[DATA FOR THE TASK — start]

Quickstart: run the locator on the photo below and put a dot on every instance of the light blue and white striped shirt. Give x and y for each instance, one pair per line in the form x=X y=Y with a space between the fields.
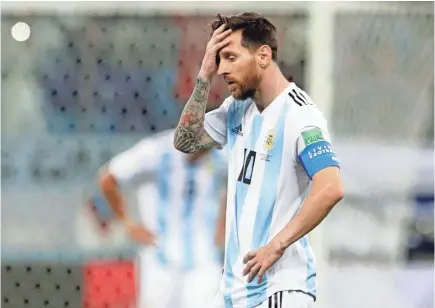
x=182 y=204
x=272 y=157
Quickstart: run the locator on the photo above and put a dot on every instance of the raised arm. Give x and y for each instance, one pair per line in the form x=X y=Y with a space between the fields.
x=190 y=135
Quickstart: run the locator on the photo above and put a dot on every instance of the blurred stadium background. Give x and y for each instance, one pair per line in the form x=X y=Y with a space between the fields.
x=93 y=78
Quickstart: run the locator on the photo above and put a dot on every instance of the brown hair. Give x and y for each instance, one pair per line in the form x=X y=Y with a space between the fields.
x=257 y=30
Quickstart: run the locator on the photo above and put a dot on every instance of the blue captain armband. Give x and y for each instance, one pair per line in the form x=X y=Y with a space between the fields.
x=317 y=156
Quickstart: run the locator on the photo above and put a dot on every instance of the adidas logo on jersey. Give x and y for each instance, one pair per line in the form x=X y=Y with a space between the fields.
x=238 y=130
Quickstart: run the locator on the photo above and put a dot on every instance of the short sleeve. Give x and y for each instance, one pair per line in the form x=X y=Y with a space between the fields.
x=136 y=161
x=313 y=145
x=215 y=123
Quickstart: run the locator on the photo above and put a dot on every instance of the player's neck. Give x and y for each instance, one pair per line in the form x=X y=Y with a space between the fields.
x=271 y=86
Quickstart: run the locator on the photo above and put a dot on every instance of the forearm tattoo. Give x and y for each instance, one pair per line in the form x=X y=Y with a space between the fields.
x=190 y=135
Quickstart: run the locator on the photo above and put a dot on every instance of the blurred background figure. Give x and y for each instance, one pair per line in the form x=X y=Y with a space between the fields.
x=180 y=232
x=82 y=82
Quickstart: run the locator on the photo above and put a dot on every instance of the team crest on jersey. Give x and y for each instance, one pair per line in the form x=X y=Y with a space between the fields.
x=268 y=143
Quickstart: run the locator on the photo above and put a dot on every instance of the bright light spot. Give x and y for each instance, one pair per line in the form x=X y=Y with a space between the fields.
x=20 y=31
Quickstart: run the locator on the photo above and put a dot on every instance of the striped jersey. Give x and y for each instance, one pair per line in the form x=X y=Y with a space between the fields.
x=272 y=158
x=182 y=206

[DATA FOR THE TASK — finish]

Print, exactly and only, the lines running from the one with "of the team" to the end of the data above.

Quickstart: run the locator on the photo above and put a dot on every instance of the team crest on jersey. Give x and y for each instance, one pair per line in the form x=X y=Y with a space between the fields.
x=268 y=143
Quickstart: run the locator on the photo above and put a dot on every instance of the bright light spot. Give x and y for each instance, one pair per line in the form x=X y=Y with a space between the fields.
x=20 y=31
Quickstart: run the locator on the photo above and put a dot on every instance of the striped jersey. Give x and y for each instance, one pair per line in the form x=X y=Y with a space between the fields.
x=272 y=158
x=182 y=206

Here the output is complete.